## What is needed
Copy exactly, and copy only, the lines from the one bearing "If you could tag the computer" through the final line of the records.

........

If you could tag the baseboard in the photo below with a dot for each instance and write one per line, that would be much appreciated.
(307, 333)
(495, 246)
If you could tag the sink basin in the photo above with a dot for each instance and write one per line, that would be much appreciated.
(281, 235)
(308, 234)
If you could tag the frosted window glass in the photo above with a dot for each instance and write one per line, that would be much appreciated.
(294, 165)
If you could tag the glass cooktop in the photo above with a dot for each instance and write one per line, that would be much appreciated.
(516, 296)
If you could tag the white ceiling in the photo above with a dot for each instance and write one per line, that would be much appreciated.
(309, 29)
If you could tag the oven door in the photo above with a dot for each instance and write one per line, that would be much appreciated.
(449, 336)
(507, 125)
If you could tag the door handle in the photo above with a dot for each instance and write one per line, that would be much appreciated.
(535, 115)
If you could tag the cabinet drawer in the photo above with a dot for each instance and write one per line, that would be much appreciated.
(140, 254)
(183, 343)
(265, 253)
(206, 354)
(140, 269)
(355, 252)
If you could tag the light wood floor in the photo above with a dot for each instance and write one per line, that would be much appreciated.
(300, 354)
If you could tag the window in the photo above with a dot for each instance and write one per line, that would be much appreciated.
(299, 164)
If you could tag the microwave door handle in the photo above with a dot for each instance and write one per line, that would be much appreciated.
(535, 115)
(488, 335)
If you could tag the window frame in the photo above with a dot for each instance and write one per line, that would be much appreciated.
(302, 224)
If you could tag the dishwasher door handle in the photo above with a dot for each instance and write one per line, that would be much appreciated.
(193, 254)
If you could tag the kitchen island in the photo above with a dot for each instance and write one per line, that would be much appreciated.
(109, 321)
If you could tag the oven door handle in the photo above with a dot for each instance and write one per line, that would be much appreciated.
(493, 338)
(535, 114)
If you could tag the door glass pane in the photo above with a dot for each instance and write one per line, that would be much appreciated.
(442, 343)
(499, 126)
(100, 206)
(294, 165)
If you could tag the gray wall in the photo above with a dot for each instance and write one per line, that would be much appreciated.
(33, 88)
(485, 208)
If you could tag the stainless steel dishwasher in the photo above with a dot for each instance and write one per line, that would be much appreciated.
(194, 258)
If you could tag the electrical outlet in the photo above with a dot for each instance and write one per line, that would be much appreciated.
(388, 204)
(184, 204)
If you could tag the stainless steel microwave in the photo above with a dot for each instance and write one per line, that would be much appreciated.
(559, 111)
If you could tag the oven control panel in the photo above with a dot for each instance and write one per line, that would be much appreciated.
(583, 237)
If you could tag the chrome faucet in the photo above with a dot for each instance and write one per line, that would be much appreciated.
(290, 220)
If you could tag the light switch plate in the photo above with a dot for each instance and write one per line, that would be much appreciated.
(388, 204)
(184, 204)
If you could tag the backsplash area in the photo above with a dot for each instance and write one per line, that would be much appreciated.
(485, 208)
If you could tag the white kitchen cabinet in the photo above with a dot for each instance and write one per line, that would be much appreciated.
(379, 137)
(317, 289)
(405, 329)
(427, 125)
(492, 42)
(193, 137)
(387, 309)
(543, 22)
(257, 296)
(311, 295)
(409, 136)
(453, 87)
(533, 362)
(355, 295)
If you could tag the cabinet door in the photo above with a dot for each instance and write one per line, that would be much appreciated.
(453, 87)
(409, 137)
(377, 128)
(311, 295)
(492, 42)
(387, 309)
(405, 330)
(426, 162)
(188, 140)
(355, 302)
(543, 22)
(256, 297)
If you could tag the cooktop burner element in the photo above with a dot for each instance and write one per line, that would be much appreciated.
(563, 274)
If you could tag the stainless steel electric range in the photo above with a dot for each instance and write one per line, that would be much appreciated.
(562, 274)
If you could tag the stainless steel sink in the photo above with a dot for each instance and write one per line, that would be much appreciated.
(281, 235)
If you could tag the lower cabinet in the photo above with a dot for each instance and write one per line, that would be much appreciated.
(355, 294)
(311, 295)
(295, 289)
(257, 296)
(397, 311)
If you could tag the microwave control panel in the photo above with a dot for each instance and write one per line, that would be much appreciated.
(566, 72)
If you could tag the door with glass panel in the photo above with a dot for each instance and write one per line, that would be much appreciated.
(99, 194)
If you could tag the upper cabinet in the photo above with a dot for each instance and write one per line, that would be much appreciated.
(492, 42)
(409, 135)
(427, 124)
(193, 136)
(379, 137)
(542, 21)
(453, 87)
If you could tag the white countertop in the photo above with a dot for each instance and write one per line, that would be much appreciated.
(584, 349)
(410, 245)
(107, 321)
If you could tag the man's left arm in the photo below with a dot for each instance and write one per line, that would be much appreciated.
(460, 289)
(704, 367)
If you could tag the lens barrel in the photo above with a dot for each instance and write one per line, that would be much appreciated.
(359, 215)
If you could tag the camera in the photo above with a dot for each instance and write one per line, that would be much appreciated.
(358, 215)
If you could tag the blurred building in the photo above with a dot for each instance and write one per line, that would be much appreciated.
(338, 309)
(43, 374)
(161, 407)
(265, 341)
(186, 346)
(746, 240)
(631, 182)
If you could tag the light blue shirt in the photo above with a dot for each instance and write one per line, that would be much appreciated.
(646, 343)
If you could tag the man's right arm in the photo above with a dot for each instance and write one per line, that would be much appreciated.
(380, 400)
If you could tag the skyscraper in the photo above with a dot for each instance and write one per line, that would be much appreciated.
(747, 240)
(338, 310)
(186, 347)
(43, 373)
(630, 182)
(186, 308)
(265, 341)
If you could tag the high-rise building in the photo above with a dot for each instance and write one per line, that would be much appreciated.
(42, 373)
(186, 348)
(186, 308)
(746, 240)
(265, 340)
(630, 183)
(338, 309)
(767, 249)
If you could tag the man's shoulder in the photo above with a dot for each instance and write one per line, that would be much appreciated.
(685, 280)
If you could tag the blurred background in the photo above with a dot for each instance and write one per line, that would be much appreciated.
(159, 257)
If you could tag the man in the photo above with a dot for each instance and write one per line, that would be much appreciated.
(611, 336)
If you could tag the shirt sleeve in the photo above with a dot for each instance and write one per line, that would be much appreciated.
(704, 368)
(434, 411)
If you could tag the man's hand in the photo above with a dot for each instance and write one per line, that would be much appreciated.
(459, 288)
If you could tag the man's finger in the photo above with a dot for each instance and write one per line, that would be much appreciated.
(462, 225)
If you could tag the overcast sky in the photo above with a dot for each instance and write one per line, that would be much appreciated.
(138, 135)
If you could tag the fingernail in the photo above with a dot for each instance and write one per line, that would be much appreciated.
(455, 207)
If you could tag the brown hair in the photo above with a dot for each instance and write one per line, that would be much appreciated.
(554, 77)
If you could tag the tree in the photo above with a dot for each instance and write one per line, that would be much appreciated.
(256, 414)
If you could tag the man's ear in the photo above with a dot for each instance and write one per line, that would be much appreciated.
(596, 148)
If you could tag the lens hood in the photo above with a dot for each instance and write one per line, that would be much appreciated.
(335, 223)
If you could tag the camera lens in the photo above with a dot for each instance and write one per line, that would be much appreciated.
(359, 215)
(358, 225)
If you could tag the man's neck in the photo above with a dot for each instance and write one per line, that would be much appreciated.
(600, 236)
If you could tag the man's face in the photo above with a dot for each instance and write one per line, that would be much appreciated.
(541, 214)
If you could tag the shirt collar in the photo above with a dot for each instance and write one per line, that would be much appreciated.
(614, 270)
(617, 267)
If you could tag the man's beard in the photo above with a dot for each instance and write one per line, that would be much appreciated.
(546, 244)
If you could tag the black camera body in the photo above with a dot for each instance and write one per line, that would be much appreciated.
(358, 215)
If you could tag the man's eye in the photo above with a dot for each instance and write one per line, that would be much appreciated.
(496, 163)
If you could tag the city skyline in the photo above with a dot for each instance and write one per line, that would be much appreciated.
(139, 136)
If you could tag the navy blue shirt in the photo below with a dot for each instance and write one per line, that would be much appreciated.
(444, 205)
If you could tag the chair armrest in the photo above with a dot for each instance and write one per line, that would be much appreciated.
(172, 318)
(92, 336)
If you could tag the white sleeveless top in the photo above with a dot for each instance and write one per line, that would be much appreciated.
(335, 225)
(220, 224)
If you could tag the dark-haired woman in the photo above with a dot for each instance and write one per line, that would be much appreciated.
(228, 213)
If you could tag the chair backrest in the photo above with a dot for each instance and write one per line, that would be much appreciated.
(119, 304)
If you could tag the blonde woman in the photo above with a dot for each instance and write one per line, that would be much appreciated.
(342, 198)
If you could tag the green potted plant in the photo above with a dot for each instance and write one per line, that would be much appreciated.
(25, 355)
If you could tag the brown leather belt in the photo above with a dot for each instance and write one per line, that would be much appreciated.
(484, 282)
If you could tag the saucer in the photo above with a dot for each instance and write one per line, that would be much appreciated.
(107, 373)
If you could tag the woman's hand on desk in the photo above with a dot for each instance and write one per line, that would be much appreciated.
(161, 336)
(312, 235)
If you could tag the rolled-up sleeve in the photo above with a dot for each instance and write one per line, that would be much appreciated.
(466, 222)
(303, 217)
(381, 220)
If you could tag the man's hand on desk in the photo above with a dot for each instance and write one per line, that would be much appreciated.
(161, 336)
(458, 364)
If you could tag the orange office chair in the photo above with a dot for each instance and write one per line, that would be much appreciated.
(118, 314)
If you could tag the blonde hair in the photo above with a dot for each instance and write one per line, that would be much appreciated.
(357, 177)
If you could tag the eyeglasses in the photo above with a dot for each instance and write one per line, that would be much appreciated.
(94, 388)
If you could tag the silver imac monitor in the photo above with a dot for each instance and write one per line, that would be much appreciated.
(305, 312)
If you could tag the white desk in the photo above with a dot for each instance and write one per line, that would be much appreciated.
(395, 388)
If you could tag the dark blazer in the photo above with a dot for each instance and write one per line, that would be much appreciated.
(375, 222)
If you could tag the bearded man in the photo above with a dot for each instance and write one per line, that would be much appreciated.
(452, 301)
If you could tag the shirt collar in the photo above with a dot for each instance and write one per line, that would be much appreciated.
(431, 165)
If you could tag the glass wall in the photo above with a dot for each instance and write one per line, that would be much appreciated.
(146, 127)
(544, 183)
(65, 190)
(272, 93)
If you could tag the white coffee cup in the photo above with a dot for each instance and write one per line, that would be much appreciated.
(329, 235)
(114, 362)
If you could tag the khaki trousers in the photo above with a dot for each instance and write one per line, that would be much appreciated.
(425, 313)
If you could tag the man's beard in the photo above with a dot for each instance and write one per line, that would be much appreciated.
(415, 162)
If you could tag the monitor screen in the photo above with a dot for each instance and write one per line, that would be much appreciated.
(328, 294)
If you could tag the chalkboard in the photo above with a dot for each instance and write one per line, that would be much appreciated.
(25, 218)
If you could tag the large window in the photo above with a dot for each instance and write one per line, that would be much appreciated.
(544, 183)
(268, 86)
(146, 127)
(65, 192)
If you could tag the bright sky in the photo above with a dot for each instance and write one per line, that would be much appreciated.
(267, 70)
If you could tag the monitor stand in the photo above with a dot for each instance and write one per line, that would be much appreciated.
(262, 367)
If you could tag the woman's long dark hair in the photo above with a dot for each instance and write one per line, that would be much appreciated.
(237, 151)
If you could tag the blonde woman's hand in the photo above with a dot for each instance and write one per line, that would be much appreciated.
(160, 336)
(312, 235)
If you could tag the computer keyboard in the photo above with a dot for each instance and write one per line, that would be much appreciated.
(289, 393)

........

## Answer to the problem
If you could tag the computer keyboard in the photo above with a dot for each instance and write one per line, that would be much appreciated.
(289, 393)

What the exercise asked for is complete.